--- Texto de la página ---

Hemos entrado en una era de confrontaciones nuevas y permanentes, aunque imperceptibles para el profano? El temor a una invasión militar “a la antigua”, en lo que respecta a Europa Occidental, se ha desvanecido en parte. Los refugios antinucleares de los años de la Guerra Fría no obsesionan tanto a la gente. Pero el clima de una concordia general, en “un mundo feliz”, cuyo advenimiento se esperaba para principios de los años 1990, no se produjo. Renació la competencia, con jugadores diferentes y otras reglas de juego, más suavizadas.
¿Podemos imaginar qué habría provocado, hace solo veinte o treinta años, la noticia de una injerencia rusa en las elecciones presidenciales norteamericanas? ¿O en un referéndum crucial sobre la pertenencia del Reino Unido a Europa? La primera situación fue objeto de una investigación oficial en 2019 dirigida por el fiscal especial de los Estados Unidos Robert Mueller, y la segunda, de un informe parlamentario británico. Sin provocar ningún sismo político. En este informe sobre las interferencias rusas en el Reino Unido, el Comité de Inteligencia y Seguridad del Parlamento de Londres calificó incluso ese tipo de práctica como “nueva normalidad”.

---

* _Tareas_
1) En el texto sobre las nuevas confrontaciones, ¿quién dirigió la investigación oficial de 2019 sobre la injerencia rusa en las elecciones presidenciales norteamericanas?
2) Por favor, cambia "refugios antinucleares" por "búnkeres nucleares" en el fragmento del texto sobre las nuevas confrontaciones que empieza con las palabras "Hemos entrado en" y termina con "juego, más suavizadas.".

--- Filas de datos ---

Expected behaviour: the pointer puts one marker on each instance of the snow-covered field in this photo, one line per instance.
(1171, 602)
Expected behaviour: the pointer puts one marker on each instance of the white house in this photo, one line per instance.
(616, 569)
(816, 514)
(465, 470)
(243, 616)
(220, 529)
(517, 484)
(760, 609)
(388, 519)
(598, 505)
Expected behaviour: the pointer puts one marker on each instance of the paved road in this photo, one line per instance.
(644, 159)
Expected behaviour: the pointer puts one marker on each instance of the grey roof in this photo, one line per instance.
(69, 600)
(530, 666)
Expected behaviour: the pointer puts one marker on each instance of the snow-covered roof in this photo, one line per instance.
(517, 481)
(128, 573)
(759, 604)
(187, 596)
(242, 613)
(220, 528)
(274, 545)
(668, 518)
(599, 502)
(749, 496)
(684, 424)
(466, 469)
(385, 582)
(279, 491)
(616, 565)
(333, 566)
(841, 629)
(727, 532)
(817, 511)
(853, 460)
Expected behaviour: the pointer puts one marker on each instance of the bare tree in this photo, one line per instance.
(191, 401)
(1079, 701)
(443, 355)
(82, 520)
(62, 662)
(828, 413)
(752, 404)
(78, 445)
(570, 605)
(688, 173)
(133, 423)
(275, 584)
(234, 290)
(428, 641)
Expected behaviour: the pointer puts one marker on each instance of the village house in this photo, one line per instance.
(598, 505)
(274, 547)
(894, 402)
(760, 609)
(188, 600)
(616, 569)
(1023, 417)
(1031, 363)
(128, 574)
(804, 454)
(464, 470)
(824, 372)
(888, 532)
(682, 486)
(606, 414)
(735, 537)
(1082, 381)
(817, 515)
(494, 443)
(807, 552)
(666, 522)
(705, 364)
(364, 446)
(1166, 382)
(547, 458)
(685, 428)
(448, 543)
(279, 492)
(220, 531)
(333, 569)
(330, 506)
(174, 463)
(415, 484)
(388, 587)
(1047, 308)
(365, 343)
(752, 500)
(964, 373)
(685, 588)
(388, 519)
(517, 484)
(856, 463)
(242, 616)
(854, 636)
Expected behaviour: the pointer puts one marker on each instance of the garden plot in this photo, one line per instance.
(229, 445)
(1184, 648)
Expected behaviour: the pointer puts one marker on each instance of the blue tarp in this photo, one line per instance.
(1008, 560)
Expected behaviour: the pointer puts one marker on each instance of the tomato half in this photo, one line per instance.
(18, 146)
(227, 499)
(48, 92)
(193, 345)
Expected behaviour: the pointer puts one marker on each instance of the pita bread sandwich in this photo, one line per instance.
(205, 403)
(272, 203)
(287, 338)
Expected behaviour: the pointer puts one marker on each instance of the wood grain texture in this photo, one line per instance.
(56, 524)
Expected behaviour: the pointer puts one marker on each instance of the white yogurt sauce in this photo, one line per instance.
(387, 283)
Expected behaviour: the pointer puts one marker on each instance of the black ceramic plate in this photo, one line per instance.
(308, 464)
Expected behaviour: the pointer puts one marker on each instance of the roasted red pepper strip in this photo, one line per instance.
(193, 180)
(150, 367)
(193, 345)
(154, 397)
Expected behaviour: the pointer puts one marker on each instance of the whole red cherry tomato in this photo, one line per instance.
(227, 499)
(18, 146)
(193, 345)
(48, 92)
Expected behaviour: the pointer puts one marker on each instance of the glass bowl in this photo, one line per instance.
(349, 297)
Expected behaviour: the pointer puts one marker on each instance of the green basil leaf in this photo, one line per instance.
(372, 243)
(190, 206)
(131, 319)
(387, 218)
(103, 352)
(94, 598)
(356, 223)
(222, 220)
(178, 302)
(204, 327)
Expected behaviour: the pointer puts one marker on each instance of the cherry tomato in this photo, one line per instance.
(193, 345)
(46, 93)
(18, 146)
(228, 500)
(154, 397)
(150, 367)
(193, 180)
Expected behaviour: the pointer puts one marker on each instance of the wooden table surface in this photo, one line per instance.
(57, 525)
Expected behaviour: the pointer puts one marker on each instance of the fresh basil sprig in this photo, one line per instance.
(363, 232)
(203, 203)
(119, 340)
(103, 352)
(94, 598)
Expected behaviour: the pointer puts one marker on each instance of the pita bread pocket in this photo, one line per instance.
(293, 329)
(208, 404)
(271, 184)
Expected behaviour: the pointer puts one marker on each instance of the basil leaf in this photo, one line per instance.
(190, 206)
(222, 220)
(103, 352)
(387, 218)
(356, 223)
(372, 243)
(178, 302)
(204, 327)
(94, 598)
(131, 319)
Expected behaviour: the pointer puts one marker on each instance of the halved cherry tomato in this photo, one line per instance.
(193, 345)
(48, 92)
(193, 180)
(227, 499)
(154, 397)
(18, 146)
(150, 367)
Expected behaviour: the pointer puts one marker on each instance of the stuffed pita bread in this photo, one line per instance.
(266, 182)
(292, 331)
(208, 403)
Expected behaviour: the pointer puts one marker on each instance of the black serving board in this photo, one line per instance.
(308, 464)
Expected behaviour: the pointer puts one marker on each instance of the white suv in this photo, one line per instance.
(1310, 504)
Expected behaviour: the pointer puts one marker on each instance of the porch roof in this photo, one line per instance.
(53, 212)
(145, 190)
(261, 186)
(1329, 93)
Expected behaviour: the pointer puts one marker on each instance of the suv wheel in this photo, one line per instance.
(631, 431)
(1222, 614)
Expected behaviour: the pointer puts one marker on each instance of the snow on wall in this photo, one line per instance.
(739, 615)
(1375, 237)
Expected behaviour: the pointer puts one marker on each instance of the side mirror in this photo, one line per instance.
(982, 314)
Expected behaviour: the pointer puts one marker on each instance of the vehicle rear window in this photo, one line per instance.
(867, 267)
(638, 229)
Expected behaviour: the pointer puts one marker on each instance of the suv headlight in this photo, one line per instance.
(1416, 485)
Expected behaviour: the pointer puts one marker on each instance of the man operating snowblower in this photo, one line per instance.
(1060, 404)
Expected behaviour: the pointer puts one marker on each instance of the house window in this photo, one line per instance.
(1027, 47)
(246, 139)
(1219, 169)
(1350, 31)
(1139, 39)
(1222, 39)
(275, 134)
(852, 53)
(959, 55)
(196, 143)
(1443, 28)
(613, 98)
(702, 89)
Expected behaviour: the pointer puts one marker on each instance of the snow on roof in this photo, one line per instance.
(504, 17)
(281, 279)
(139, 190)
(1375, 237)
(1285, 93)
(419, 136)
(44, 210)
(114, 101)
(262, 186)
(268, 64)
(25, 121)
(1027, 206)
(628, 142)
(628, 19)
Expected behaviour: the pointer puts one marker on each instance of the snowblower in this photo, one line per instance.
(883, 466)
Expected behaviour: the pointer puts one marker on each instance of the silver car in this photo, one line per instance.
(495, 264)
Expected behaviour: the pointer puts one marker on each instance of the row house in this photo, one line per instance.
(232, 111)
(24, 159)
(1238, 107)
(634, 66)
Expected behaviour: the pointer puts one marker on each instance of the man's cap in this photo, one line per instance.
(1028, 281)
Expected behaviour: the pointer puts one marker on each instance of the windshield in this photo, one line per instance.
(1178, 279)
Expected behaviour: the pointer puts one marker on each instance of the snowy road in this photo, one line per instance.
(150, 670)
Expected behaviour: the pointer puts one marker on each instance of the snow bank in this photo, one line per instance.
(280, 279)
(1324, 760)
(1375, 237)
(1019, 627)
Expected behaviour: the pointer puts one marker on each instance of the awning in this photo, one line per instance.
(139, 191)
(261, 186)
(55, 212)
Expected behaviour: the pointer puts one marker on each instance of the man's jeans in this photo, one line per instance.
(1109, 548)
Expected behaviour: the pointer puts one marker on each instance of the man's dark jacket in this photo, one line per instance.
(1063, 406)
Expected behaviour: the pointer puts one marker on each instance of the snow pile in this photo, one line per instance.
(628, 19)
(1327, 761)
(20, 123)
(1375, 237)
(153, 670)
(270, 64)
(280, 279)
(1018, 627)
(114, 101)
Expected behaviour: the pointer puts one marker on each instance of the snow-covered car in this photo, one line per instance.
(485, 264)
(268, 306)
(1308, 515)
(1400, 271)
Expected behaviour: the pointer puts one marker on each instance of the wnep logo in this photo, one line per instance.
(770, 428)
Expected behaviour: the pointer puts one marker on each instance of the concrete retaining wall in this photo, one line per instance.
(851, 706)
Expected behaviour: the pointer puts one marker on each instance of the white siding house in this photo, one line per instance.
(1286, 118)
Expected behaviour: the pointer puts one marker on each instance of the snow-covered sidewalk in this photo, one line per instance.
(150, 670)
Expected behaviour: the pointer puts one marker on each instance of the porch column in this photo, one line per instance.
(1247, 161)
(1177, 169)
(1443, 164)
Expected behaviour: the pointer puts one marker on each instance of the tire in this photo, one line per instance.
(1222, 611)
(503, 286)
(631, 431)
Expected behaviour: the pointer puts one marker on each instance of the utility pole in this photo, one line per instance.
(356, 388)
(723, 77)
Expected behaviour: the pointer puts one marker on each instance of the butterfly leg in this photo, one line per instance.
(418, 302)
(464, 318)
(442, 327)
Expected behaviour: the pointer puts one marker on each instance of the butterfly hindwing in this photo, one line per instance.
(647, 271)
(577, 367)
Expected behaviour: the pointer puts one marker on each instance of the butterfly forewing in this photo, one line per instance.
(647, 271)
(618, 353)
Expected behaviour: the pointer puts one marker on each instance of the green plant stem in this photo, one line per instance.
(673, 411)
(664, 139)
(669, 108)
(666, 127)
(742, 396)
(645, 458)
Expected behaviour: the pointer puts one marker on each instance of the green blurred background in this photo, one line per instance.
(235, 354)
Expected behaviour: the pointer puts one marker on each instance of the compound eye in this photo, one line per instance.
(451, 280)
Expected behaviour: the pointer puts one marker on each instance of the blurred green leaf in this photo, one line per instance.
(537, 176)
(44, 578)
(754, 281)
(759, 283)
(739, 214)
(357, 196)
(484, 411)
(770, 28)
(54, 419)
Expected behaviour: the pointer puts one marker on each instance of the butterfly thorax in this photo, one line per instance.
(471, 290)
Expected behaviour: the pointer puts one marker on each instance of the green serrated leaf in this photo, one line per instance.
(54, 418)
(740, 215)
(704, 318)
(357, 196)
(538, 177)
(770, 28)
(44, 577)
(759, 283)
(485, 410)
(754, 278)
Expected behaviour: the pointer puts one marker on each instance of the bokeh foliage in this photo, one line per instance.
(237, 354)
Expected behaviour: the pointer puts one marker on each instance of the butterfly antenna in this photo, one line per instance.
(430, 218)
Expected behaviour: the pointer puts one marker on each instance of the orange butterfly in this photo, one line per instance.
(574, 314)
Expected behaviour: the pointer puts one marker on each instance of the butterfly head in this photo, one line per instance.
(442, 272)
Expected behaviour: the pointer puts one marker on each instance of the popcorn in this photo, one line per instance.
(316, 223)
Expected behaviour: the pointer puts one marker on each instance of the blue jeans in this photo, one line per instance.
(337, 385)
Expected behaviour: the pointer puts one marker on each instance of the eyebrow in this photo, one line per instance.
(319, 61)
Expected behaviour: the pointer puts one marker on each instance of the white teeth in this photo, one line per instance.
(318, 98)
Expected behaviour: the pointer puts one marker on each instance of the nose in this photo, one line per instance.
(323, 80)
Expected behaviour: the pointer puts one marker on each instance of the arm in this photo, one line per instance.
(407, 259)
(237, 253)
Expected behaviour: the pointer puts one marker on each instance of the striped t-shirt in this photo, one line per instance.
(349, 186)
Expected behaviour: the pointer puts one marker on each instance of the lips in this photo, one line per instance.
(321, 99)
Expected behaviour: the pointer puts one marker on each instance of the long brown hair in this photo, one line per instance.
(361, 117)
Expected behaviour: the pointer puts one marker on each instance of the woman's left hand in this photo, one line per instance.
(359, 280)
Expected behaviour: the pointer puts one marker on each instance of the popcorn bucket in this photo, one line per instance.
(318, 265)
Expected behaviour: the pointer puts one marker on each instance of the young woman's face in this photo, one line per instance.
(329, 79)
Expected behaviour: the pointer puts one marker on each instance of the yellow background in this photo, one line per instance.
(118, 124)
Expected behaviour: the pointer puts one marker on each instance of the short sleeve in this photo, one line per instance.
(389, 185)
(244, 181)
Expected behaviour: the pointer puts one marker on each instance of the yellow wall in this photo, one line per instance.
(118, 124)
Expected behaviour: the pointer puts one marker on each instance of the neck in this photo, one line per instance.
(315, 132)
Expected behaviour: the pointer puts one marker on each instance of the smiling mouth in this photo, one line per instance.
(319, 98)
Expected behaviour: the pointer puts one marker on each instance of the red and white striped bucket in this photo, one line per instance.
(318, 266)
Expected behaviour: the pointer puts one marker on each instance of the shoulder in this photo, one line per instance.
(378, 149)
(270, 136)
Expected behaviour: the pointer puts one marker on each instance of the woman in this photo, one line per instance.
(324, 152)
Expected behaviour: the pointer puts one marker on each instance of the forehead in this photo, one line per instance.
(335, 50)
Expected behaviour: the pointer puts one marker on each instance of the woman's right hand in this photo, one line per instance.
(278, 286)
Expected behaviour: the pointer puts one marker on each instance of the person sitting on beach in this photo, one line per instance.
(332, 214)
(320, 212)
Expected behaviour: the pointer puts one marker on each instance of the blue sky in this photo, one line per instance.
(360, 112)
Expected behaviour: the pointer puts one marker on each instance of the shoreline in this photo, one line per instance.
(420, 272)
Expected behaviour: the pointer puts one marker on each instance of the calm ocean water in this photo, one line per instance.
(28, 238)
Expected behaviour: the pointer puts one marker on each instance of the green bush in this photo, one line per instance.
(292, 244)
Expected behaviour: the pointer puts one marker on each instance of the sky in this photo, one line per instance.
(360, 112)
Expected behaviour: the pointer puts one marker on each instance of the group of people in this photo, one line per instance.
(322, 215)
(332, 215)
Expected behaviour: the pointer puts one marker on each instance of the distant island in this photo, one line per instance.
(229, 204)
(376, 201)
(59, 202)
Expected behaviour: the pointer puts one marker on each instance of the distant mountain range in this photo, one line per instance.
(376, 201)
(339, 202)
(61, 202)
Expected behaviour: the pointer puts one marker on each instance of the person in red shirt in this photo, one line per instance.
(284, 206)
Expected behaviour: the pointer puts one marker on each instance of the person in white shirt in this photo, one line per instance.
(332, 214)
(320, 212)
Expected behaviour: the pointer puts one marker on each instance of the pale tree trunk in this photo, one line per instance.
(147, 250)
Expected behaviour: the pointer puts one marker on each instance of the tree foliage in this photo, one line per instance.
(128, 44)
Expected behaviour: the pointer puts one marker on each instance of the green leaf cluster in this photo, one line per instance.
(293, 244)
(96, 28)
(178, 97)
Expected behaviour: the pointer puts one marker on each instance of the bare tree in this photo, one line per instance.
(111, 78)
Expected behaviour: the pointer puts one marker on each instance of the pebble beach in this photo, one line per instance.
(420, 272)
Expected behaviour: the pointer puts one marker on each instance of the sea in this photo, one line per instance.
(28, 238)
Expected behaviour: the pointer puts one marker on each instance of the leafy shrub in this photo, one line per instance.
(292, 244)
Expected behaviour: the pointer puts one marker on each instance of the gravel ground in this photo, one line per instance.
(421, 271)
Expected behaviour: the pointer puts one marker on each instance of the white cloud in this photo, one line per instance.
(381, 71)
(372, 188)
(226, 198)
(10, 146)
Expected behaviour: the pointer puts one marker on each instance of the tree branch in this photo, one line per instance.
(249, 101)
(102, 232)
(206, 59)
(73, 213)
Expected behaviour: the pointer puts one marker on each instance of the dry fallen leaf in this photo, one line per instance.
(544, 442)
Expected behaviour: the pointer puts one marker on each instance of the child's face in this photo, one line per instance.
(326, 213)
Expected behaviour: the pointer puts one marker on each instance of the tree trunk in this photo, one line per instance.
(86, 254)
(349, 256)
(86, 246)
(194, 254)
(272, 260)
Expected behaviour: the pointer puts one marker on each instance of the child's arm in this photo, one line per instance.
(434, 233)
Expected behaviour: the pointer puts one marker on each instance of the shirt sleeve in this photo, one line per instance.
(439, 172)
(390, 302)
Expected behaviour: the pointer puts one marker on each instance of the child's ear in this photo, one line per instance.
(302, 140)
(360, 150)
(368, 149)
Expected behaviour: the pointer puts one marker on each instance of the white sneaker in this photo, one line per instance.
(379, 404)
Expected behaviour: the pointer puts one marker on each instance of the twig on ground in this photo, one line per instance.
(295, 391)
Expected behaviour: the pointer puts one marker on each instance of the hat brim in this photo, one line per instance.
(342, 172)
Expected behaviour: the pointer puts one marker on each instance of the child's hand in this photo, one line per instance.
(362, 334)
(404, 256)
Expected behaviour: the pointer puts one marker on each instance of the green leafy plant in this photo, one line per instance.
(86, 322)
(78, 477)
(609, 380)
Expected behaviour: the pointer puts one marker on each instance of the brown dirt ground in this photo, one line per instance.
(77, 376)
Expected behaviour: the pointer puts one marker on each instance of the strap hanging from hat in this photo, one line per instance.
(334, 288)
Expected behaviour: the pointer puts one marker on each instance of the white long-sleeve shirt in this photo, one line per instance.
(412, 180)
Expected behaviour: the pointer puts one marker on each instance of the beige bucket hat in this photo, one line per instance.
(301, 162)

---

* _Respuestas por tarea_
1) El fiscal especial de los Estados Unidos Robert Mueller.

2)
Hemos entrado en una era de confrontaciones nuevas y permanentes, aunque imperceptibles para el profano? El temor a una invasión militar “a la antigua”, en lo que respecta a Europa Occidental, se ha desvanecido en parte. Los búnkeres nucleares de los años de la Guerra Fría no obsesionan tanto a la gente. Pero el clima de una concordia general, en “un mundo feliz”, cuyo advenimiento se esperaba para principios de los años 1990, no se produjo. Renació la competencia, con jugadores diferentes y otras reglas de juego, más suavizadas.